----- Information shown -----

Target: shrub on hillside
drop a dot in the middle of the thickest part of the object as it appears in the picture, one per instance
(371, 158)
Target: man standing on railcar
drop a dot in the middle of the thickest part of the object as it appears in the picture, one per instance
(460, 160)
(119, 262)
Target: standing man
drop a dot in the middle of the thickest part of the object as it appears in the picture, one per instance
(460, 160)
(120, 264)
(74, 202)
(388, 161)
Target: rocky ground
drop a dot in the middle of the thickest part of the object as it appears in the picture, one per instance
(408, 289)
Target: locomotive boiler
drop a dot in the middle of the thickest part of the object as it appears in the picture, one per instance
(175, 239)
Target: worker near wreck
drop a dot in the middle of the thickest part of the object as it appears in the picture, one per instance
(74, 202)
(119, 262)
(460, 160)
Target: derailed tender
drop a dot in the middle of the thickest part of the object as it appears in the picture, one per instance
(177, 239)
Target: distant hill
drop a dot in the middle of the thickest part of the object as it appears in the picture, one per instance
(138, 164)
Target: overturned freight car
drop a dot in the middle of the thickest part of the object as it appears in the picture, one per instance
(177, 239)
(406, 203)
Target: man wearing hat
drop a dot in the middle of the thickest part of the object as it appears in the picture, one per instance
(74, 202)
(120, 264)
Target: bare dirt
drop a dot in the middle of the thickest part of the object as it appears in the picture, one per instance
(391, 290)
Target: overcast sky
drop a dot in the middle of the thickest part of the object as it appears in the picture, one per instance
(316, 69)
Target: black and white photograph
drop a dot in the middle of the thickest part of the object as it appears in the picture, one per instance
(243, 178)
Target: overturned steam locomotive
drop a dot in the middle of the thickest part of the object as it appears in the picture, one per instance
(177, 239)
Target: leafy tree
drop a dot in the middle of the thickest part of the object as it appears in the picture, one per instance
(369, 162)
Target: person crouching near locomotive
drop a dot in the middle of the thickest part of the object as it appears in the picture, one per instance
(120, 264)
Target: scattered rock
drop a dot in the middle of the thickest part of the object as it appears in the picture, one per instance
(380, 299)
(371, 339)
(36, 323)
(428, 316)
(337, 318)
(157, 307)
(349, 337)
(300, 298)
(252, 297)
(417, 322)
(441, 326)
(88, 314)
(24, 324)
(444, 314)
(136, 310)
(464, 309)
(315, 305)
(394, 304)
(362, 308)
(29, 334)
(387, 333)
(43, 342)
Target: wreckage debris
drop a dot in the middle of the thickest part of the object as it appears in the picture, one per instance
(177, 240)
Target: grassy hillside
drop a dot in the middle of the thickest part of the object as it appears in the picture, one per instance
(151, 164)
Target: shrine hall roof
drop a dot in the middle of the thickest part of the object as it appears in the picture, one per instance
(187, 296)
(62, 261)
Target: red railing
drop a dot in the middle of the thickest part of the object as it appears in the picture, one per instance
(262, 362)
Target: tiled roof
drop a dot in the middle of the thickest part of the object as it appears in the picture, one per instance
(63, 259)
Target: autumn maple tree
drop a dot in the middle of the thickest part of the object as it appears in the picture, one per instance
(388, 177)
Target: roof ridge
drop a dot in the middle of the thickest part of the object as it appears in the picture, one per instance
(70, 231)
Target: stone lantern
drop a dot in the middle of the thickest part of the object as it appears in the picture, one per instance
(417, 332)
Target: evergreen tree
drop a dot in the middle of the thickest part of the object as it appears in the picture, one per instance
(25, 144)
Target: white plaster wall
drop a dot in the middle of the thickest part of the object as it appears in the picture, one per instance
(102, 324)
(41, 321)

-----

__Problem requirements__:
Can you write out every line of the data above, word for word and in the same order?

__Response for this exercise__:
Target: shrub on hillside
drop a dot in the middle of the thickest part of the object as it appears in the picture, one per instance
(371, 158)
Target: man standing on railcar
drop a dot in the middle of the thickest part of the object as it appears in the picture, one per instance
(460, 160)
(119, 262)
Target: standing man
drop a dot in the middle of the thickest part of the object as it appears in the picture, one per instance
(460, 160)
(120, 264)
(74, 202)
(388, 161)
Target: rocky ground
drop a dot in the middle of the thickest part of the object as it appears in the picture, one per instance
(408, 289)
Target: locomotive boiler
drop a dot in the middle of the thickest part of the object as it appears in the picture, one per instance
(175, 239)
Target: worker near wreck
drop a dot in the middle of the thickest part of the object as it appears in the picture, one per instance
(74, 202)
(119, 262)
(460, 160)
Target: derailed tender
drop a dot in the middle of the thickest part of the object as it appears in the picture, one per instance
(177, 239)
Target: distant hill
drop a dot in the middle of the thickest part of the object as it appears in the picture, one per instance
(138, 164)
Target: overturned freight car
drop a dot in the middle of the thickest part of the object as it appears in the picture, one per instance
(177, 239)
(406, 203)
Target: man wearing hat
drop a dot in the middle of the thickest part of the object as it appears in the picture, one per instance
(74, 202)
(120, 264)
Target: bare dirt
drop a dot in the middle of the thickest part of the object as it appears in the picture, one per instance
(391, 290)
Target: overcast sky
drop a dot in the middle of the thickest part of the object as it appears in the picture, one per instance
(316, 69)
Target: black and white photograph
drop a dot in the middle of the thickest part of the object as it appears in the picture, one per instance
(243, 178)
Target: overturned steam locomotive
drop a dot in the middle of the thickest part of the object as it appears in the picture, one per instance
(177, 239)
Target: leafy tree
drop a dot in the middle of the thickest part of the object as it appears in the picture, one per instance
(369, 162)
Target: person crouching near locomotive
drop a dot in the middle of the thickest part of the object as it appears in the picture, one per instance
(120, 264)
Target: scattered rock
drop a dot in the middle of the thickest part of the object as it appears in the picture, one per instance
(380, 299)
(371, 339)
(36, 323)
(428, 316)
(337, 318)
(157, 307)
(349, 337)
(300, 298)
(252, 297)
(417, 322)
(441, 326)
(88, 314)
(24, 324)
(444, 314)
(136, 310)
(464, 309)
(315, 305)
(394, 304)
(362, 308)
(29, 334)
(387, 333)
(43, 342)
Target: wreckage debris
drop a dot in the middle of the thickest part of the object as it appears in the picture, one per instance
(177, 240)
Target: grassy hillside
drop a dot in the middle of the thickest part of the object as it appears in the picture, one per instance
(151, 164)
Target: shrine hall roof
drop a dot in the middle of the thickest part of the object as it appears in the picture, one per instance
(187, 296)
(62, 261)
Target: red railing
drop a dot in the middle of the thickest part of the object as it appears in the picture, one per instance
(262, 362)
Target: tiled roof
drop a dot in the middle of the thickest part of the object as it appears in the picture, one per instance
(63, 259)
Target: autumn maple tree
drop a dot in the middle of the thickest part of the object as it appears in the picture, one per instance
(388, 177)
Target: roof ridge
drop a dot in the middle of the thickest part of the object as it appears in the picture, one per instance
(70, 231)
Target: stone lantern
drop a dot in the middle of the thickest part of the object as it appears in the picture, one per instance
(417, 332)
Target: evergreen tree
drop a dot in the middle of the thickest part of the object as it appears in the picture, one per instance
(25, 144)
Target: white plaster wall
drop a dot in the middle of the thickest part of the object as it appears in the picture, one per instance
(102, 324)
(41, 321)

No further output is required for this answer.